● Extract provided:
Boy, did I forgot how much moving sucks. Makes a lot of sense to me what Marilyn, our dithery real estate agent told me: Realtors try to move about every five years to remind themselves how awful it is. Thinking that maybe we should do the same, since I never want to have to go through this again. Or as I told Dad this afternoon, who said I'll never have to do this alone again, "The next time, hopefully it'll be Rachel moving me into an assisted living facility and I'll be too old to care about possessions anymore."
That got a laugh. Hey, at least I have somewhat of a sense of humor left.
Anyway, the movers came and forgot to pack up a bunch of things. Apparently they are also incapable of taking down wall hangings because, you know, they involve nails. And the ones that don't involve nails and are simply hung from the crown moldings and need nothing more than a little nudge to come down -- well, they're waaay too complicated to deal with. So, after they left I went around the house taking things down with a hammer and a Philips screwdriver. Then I started cleaning out what's left of the food in the refrigerator. We have about five huge bags of garbage, plus recycling, that I'll have to haul to the curb tonight. I have no idea what time they'll start loading the truck tomorrow, but I hope it's after I get Rachel home from preschool. This whole thing hasn't gone as smoothly as I'd anticipated, which is a shame but there's really nothing I can do except stay up late, finish all the tasks I can and hope we make it out of here without having extra boxes of stuff that I'll have no idea what to do with.

● To-do list:
(a) In the post about moving, name each person the writer refers to by name or by family title.
(b) Turn the paragraph in the post about moving that begins "Anyway, the movers came" into a short bulleted list that keeps its main facts.
The listing after this is separate material with no connection to the post about moving.

● Recorded data:
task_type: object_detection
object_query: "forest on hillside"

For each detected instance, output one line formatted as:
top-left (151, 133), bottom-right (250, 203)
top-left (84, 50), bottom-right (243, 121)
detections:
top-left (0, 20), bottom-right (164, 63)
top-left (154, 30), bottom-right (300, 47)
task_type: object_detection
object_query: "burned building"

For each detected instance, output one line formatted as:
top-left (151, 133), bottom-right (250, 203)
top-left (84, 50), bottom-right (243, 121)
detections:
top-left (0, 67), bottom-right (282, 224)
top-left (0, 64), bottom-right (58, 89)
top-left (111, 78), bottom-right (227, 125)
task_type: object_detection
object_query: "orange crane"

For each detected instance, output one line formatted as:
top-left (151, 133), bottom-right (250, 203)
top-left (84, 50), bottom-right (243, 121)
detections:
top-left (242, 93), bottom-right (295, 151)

* * *

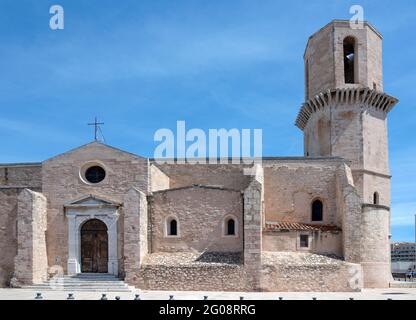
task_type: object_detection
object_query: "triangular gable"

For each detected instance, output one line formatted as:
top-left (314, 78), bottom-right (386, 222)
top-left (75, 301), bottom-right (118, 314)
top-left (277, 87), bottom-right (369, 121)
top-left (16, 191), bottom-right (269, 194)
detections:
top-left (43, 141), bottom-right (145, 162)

● Answers:
(a)
Marilyn
Dad
Rachel

(b)
- The movers left a lot of things unpacked and didn't take down wall hangings, neither those on nails nor those hung from the crown moldings.
- After they left, I took those things down with a hammer and a Phillips screwdriver.
- I then cleaned out the leftover food in the refrigerator.
- About five huge bags of garbage, plus recycling, have to go to the curb tonight.
- The loading time for the truck tomorrow is unknown; I hope it's after I bring Rachel home from preschool.
- The move has gone less smoothly than expected, so I'll stay up late, finish what I can, and hope not to end up with extra boxes I can't deal with.